(Saved data entries)
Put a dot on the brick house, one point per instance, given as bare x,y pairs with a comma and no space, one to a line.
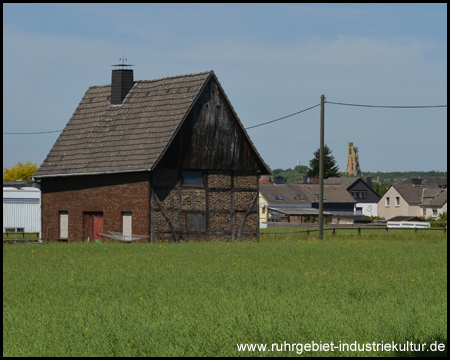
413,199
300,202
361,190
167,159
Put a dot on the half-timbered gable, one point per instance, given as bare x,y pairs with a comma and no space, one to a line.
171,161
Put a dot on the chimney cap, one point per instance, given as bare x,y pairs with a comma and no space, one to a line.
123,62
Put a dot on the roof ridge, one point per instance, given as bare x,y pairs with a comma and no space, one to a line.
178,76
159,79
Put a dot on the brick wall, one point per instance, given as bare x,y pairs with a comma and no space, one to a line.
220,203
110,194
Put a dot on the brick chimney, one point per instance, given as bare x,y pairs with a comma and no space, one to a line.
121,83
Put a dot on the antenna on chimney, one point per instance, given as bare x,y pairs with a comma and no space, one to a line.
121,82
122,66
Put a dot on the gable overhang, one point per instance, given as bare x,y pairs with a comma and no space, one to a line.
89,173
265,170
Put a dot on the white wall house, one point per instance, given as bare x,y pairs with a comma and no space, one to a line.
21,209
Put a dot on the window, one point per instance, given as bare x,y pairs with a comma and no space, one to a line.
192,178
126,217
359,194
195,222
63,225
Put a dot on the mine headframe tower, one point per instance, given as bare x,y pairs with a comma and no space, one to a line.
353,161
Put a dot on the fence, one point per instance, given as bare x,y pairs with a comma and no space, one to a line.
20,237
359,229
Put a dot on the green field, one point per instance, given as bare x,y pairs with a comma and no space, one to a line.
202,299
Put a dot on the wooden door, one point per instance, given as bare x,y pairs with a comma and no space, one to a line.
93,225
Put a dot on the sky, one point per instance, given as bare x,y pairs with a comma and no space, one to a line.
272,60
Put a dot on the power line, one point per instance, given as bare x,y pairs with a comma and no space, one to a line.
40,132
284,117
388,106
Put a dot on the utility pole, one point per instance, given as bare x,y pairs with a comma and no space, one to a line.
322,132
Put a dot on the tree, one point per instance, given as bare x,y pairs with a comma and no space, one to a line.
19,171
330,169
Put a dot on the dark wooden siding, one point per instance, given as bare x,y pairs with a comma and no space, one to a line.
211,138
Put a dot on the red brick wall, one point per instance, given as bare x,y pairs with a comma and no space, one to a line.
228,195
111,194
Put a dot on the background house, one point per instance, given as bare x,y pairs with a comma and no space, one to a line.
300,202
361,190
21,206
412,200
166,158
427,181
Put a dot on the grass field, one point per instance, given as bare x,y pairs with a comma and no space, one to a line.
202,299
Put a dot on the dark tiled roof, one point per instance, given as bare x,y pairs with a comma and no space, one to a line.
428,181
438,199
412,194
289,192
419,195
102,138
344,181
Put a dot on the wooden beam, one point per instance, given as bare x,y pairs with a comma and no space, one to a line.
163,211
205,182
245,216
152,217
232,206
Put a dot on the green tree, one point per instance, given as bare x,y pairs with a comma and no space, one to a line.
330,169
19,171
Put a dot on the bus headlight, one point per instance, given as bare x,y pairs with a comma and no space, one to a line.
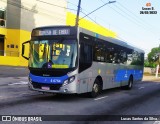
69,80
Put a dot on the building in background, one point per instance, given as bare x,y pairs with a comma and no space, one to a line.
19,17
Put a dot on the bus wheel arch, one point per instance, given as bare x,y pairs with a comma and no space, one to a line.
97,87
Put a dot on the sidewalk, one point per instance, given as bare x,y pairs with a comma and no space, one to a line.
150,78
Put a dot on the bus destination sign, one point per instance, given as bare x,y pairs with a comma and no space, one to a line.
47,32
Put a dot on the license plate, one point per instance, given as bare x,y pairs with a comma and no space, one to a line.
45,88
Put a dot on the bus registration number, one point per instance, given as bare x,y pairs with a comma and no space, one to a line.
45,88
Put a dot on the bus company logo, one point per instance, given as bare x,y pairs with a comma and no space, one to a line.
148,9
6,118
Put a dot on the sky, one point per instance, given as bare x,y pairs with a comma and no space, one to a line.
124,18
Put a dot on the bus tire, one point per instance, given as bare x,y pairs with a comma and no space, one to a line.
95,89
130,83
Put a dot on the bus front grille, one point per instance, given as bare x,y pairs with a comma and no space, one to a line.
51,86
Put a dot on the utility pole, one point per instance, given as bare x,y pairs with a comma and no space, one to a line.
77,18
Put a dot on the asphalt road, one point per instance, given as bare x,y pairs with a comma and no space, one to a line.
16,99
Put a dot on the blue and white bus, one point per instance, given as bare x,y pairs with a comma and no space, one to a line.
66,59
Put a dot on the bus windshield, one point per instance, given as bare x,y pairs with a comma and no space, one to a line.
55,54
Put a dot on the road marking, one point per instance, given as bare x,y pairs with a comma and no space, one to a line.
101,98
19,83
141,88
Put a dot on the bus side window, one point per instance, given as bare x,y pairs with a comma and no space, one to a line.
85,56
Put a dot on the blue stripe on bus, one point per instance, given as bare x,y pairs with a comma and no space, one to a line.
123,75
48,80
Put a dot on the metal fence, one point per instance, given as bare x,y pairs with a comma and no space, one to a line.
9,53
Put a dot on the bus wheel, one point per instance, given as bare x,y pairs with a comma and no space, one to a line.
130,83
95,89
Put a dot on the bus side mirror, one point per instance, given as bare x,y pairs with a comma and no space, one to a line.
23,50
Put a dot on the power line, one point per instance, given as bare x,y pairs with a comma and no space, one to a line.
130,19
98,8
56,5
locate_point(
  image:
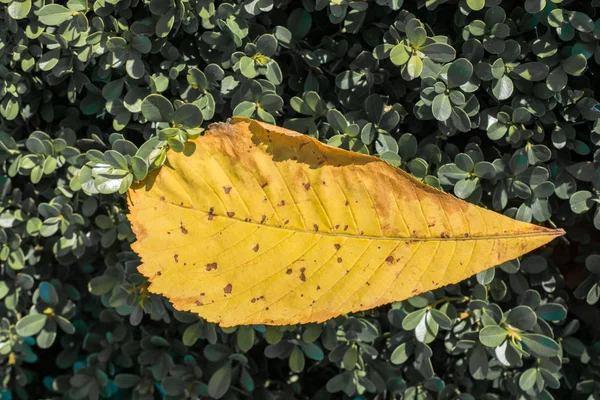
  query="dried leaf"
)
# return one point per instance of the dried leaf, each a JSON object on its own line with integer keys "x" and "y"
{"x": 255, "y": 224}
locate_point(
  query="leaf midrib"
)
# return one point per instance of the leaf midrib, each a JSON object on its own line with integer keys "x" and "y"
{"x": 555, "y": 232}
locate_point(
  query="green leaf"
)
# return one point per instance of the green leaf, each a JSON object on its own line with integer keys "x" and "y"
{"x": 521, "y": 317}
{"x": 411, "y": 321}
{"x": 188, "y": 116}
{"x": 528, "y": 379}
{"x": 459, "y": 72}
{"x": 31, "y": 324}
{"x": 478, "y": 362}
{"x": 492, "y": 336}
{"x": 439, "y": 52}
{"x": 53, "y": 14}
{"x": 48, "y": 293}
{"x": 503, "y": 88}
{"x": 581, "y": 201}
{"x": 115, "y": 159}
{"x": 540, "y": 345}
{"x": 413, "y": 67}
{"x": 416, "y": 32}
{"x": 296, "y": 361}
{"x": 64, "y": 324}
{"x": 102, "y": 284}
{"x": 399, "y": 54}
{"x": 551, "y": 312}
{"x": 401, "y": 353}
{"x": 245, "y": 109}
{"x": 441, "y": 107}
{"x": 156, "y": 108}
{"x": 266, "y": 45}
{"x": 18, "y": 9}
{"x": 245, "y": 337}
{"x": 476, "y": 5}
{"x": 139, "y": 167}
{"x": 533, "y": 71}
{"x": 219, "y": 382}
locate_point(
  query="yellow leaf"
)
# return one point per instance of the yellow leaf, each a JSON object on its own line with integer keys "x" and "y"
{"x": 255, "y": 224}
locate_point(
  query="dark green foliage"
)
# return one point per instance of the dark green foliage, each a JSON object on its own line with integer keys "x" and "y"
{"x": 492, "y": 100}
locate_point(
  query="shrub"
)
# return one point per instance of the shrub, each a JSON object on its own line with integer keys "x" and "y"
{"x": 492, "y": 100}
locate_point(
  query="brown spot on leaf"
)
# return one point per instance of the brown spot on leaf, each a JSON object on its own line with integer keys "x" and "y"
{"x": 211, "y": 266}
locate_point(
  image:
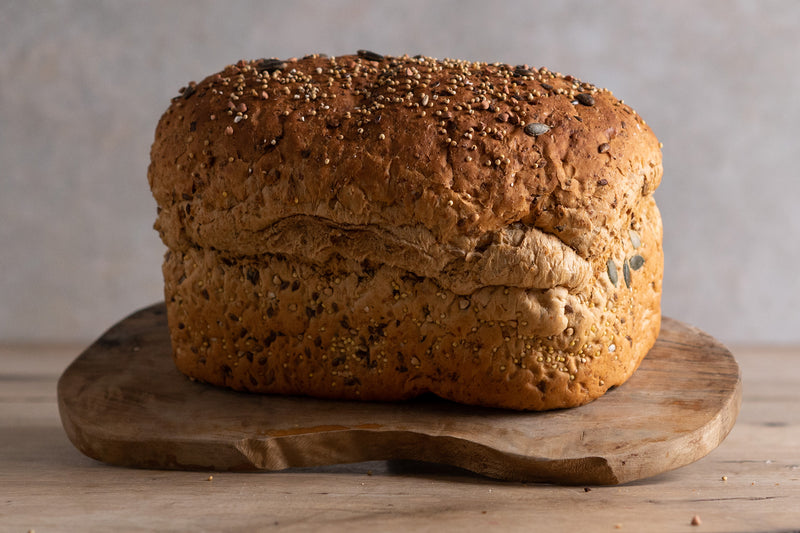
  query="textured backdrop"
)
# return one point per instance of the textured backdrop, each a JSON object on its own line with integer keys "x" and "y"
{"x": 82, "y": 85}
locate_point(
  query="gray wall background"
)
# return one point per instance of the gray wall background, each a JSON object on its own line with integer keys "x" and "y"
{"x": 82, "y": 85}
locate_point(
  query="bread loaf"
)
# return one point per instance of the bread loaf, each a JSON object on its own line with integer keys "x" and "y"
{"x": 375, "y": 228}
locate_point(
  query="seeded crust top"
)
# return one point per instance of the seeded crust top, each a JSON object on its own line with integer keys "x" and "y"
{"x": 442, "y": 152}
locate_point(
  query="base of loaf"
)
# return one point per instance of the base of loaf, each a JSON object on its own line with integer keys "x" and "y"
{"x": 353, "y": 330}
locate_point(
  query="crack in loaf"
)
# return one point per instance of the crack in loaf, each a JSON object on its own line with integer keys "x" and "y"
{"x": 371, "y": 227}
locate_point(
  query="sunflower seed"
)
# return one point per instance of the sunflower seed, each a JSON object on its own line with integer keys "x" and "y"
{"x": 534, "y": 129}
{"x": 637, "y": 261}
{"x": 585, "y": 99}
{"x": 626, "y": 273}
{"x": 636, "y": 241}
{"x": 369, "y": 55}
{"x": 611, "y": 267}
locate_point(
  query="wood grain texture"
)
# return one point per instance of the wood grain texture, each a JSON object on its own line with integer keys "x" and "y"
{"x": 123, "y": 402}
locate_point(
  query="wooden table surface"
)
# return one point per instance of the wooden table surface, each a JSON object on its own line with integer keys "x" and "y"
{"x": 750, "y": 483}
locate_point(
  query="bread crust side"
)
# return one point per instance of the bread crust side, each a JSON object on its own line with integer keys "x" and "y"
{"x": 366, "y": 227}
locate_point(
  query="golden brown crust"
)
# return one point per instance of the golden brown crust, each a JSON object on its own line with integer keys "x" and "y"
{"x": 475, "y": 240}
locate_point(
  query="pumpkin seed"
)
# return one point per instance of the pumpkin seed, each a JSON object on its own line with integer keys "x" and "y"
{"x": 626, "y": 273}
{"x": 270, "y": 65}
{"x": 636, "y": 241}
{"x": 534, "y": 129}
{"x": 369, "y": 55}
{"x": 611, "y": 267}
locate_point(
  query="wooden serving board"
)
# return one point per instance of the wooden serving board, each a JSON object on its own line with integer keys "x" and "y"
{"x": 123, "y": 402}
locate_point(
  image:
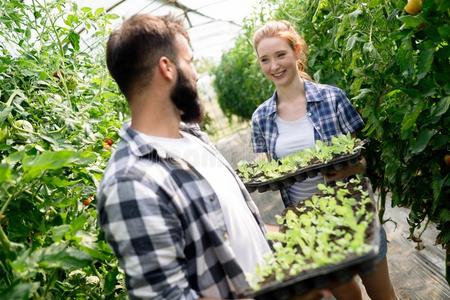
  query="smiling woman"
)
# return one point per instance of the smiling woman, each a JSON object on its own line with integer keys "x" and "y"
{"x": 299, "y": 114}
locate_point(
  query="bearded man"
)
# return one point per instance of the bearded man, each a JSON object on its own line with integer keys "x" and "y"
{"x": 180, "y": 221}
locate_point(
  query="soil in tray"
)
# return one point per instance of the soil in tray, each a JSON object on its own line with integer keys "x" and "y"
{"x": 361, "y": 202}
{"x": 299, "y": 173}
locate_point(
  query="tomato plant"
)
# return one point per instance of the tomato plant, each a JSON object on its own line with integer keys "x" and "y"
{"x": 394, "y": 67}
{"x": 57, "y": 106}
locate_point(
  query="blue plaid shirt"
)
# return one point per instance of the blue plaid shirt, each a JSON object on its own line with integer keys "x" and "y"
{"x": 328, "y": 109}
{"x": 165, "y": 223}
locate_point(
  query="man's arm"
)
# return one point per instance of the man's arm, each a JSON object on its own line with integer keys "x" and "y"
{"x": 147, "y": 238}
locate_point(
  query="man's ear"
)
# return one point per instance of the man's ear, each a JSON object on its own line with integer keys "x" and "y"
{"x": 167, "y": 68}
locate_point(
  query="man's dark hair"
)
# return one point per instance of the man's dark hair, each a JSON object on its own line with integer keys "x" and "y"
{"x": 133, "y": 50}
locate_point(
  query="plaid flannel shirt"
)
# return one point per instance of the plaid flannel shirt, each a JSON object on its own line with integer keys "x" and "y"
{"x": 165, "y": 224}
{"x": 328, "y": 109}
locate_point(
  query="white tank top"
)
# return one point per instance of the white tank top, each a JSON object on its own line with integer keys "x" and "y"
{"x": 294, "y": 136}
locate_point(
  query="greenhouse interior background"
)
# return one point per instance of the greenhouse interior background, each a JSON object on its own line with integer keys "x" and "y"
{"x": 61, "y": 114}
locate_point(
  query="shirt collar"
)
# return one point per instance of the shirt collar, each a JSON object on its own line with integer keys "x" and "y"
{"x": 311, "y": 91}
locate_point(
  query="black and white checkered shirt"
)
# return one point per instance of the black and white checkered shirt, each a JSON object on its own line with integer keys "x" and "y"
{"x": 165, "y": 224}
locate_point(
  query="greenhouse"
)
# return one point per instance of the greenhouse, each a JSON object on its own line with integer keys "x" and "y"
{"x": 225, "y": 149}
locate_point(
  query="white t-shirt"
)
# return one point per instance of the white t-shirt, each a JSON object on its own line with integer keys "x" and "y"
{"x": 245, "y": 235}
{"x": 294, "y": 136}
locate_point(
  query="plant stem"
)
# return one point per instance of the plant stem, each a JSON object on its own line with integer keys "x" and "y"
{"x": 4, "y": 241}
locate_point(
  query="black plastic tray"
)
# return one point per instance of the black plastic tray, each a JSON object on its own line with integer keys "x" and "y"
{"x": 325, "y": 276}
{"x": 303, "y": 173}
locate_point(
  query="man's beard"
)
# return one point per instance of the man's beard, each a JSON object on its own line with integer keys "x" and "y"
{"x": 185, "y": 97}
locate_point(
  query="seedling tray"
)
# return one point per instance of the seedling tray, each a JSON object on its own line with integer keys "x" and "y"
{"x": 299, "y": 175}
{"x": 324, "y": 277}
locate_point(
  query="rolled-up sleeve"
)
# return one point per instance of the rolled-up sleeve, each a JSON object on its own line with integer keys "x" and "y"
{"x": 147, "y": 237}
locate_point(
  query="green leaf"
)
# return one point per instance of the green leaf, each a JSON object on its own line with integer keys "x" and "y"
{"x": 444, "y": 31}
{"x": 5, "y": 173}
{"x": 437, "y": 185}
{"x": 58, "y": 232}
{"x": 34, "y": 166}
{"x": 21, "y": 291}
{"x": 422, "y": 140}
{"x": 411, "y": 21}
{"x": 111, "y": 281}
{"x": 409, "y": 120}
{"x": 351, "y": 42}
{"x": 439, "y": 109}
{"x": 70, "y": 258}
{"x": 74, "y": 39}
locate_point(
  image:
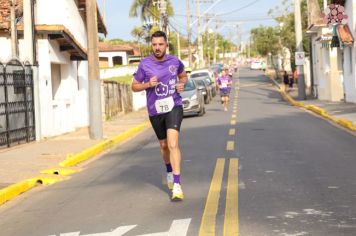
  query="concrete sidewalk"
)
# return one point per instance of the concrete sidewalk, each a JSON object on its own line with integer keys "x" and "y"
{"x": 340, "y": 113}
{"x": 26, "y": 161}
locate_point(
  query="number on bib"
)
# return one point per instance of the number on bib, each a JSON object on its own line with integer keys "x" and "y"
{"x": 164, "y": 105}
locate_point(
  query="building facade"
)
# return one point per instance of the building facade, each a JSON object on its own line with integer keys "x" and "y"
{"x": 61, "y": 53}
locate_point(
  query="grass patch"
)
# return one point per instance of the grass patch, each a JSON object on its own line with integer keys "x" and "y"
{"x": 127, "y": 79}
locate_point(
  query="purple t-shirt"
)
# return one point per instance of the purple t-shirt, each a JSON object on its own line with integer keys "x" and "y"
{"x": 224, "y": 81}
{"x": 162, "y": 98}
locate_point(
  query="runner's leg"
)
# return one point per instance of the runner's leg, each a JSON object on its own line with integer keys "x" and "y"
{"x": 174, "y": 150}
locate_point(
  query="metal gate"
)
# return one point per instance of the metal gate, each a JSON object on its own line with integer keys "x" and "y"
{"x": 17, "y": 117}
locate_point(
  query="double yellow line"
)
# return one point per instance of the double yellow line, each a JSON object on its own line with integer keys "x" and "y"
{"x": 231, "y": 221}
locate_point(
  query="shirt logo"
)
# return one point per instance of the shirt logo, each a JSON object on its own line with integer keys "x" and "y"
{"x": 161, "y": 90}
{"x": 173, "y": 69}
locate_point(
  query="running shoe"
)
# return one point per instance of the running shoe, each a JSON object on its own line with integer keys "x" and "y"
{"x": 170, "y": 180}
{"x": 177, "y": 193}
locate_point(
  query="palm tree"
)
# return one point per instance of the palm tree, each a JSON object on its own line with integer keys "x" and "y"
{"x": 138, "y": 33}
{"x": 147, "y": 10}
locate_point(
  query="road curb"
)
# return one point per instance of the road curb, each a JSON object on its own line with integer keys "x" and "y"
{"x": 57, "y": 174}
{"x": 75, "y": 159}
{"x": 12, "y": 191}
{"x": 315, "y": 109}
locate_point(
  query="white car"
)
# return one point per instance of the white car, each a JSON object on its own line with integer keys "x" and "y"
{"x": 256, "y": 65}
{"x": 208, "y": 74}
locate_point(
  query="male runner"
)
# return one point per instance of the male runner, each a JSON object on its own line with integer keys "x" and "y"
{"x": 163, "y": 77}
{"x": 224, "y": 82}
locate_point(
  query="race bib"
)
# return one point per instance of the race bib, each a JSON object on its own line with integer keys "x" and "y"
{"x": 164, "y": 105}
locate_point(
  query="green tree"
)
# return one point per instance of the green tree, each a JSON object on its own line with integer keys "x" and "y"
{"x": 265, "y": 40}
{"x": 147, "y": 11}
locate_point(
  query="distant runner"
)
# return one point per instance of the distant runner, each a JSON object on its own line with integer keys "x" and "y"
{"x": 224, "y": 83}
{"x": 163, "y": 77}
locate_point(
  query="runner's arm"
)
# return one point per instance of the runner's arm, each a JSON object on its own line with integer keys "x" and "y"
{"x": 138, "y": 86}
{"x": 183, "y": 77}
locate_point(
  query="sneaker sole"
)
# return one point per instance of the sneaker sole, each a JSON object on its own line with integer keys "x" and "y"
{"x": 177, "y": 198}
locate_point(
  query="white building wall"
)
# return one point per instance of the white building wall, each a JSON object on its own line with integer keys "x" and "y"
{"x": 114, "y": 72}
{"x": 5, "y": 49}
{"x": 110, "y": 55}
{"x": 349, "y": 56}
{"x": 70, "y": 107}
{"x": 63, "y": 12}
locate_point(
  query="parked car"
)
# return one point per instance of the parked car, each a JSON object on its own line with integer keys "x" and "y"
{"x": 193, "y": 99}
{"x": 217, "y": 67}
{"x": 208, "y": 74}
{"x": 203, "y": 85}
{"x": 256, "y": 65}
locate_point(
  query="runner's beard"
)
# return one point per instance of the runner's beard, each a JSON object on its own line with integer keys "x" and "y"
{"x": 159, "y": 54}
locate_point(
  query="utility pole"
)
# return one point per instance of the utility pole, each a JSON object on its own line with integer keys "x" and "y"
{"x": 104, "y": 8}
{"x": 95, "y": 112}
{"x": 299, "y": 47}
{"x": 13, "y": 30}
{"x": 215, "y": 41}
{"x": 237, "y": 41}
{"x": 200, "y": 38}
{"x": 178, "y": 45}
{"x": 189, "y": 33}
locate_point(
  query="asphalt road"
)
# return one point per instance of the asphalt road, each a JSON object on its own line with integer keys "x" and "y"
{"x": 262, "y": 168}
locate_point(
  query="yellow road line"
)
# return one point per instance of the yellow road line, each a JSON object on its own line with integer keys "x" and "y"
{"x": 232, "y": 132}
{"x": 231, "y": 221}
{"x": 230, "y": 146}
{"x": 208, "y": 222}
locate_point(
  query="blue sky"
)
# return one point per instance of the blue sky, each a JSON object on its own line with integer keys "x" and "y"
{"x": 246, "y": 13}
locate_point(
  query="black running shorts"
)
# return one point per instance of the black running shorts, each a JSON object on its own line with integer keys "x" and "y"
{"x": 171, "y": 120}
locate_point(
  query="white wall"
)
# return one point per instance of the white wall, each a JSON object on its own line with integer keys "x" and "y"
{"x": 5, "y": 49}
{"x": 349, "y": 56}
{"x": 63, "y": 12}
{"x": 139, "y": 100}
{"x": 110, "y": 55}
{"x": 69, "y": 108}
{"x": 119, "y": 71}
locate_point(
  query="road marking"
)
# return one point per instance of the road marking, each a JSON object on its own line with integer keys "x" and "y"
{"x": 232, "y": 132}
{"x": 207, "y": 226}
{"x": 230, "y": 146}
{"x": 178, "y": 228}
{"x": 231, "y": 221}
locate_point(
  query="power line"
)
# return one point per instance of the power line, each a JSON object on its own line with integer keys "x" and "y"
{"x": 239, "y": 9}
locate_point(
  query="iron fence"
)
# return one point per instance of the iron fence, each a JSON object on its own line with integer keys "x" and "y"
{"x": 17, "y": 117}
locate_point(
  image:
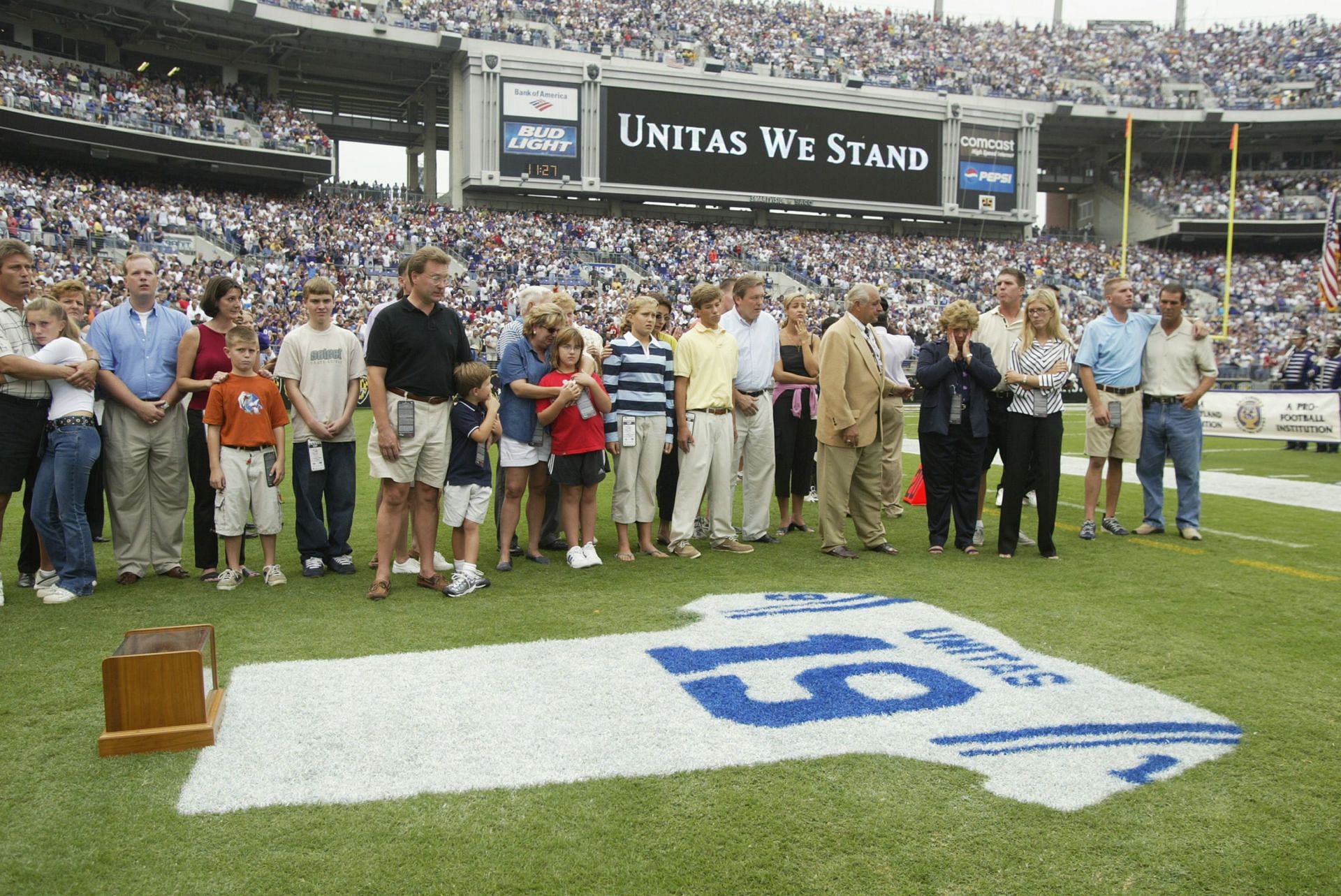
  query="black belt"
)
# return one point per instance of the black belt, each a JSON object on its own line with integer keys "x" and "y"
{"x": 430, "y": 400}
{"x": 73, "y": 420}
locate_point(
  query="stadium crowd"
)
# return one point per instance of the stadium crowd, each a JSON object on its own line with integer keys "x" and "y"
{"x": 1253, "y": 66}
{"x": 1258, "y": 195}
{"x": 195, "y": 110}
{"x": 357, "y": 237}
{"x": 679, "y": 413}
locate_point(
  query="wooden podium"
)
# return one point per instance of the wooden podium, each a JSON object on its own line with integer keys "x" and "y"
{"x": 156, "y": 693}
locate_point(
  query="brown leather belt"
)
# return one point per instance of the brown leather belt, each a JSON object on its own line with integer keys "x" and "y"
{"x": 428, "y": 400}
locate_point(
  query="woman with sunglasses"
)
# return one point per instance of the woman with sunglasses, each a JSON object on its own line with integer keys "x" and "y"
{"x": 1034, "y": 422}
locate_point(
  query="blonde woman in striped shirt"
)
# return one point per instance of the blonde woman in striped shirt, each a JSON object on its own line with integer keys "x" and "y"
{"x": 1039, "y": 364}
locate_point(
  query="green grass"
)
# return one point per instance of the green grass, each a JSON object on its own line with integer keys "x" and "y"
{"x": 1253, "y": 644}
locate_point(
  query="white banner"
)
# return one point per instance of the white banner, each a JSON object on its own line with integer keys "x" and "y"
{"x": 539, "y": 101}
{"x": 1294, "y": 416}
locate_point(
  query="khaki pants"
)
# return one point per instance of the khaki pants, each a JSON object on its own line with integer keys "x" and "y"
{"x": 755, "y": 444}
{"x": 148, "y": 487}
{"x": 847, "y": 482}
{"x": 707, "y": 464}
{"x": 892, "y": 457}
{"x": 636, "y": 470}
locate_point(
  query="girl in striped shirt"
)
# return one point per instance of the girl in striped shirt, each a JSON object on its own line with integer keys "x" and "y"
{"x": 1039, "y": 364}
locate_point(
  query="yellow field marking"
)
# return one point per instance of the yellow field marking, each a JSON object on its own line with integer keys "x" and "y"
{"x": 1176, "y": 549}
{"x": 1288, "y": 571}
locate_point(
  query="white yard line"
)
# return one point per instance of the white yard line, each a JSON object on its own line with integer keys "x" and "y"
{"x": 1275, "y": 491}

*Short exercise*.
Extract every line of the rows above that contains the string "shrub". The match is case-sensitive.

*Result of this task*.
  query="shrub"
# return one point per instance of the shrub, each a JSON object on its own line with integer keys "x" and "y"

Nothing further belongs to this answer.